::: AVAILABLE DATA :::

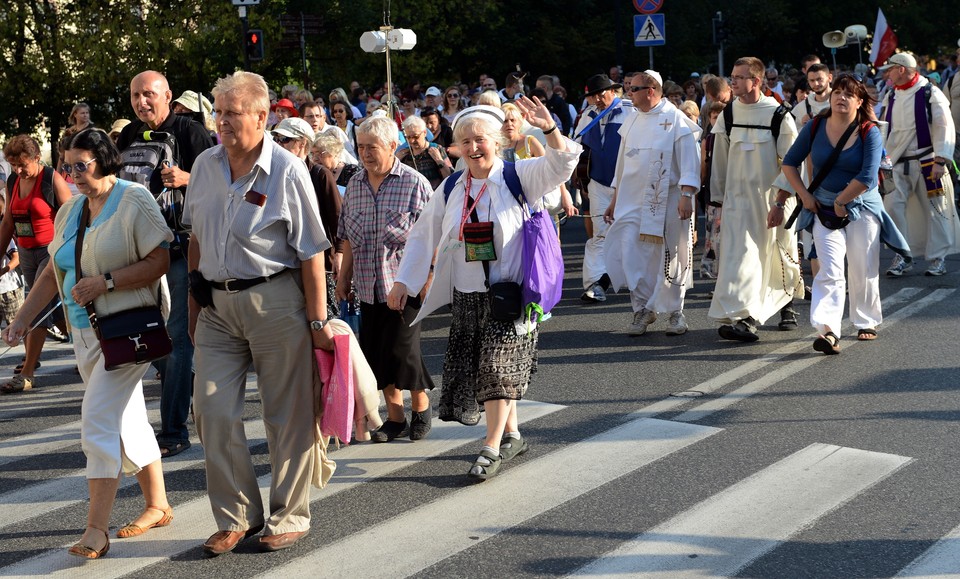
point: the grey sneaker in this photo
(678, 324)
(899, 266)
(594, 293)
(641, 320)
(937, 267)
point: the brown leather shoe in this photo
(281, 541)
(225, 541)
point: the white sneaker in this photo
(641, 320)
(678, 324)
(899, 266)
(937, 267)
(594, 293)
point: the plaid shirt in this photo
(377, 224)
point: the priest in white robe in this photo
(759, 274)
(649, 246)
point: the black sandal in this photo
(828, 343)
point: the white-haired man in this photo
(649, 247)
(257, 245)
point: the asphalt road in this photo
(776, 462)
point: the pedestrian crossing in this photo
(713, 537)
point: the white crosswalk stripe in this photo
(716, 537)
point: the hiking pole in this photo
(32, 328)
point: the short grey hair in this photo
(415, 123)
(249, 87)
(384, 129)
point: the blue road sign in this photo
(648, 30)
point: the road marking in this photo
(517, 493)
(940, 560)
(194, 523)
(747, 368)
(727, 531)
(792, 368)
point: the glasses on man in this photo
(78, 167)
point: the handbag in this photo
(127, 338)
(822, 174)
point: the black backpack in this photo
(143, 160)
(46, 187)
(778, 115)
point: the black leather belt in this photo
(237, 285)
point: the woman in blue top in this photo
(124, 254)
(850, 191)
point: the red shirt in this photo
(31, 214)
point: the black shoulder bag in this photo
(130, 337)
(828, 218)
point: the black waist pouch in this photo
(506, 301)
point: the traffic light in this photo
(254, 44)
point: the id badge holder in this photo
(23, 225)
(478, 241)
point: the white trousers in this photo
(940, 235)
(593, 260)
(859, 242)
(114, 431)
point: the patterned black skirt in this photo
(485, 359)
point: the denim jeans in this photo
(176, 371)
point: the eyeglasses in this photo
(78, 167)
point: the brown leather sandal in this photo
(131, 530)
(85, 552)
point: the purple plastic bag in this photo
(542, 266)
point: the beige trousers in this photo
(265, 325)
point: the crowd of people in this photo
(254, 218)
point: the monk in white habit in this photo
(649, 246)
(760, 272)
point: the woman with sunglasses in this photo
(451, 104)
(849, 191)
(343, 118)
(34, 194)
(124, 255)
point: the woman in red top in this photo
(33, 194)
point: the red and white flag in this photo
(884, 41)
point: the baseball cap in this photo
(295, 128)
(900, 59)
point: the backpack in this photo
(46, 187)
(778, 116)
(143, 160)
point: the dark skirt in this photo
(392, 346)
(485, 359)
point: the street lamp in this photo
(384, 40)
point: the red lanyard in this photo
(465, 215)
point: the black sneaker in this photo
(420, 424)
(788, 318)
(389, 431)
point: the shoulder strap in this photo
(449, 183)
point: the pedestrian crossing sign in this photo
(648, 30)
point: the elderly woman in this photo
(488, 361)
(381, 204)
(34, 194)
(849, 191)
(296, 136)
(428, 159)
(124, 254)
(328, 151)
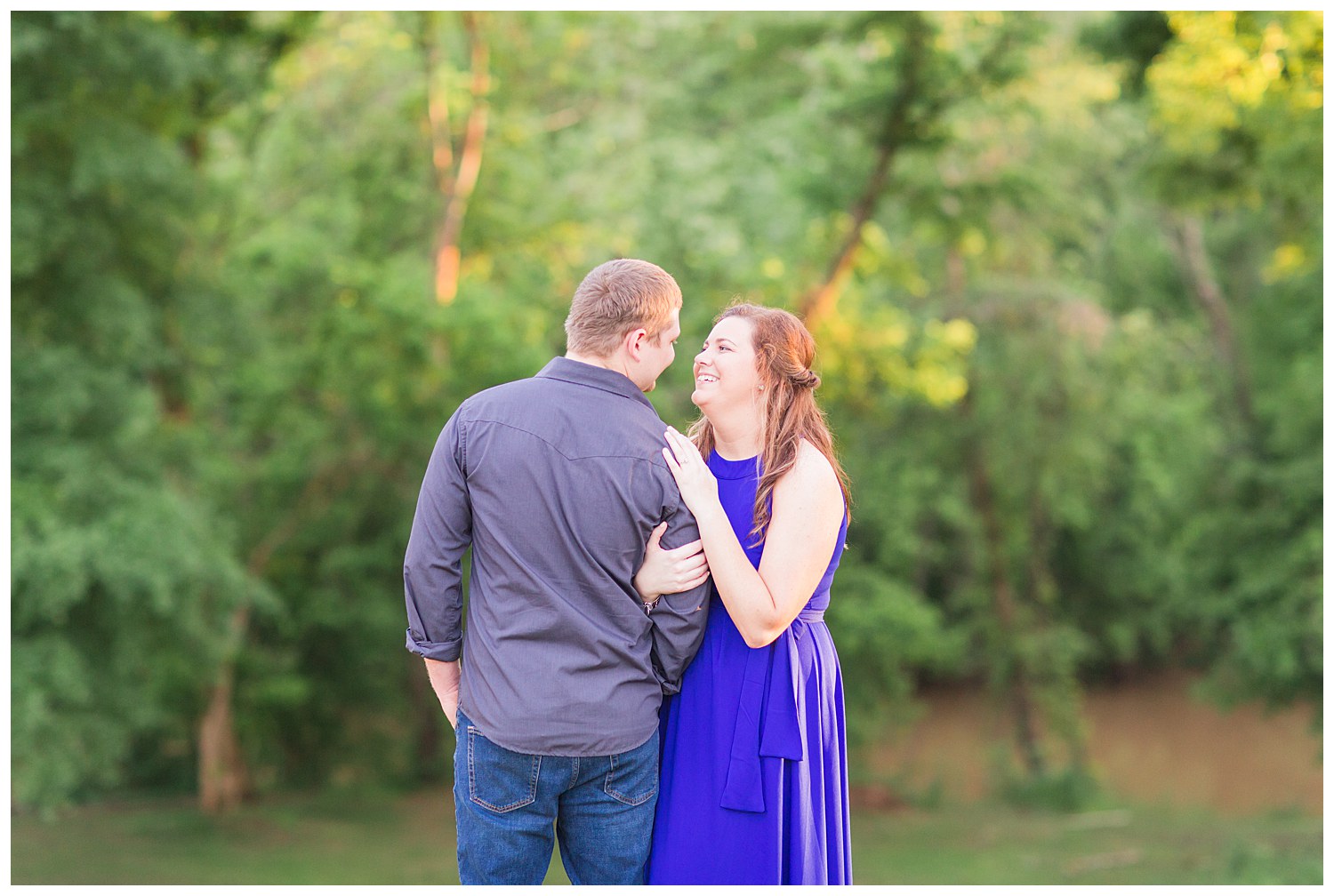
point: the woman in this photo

:::

Every line from the one that contains "point: the beige trousers in this photo" through the end of the records above is to be reproduced exactly; no picture goes in the copy.

#### RESPONSE AREA:
point: the beige trousers in this photo
(265, 325)
point: the crowd of people in this photo
(254, 218)
point: the monk in white habit in this photo
(649, 246)
(760, 272)
point: the woman with sunglasses in this photo
(451, 104)
(849, 191)
(343, 118)
(34, 194)
(124, 255)
point: the woman in red top in this photo
(33, 194)
point: the red and white flag in this photo
(884, 41)
point: the baseball cap in this photo
(295, 128)
(900, 59)
point: the backpack in this photo
(46, 187)
(778, 116)
(143, 160)
point: the dark skirt in this photo
(392, 346)
(485, 359)
point: the street lamp in this photo
(384, 40)
point: the red lanyard in this photo
(465, 215)
point: the black sneaker in this photo
(420, 424)
(788, 318)
(389, 431)
point: the shoulder strap in this photo
(449, 183)
point: the pedestrian crossing sign in this photo
(648, 30)
point: the elderly woman in this photo
(488, 361)
(381, 204)
(34, 194)
(849, 191)
(296, 136)
(428, 159)
(124, 254)
(328, 151)
point: the woman in this photo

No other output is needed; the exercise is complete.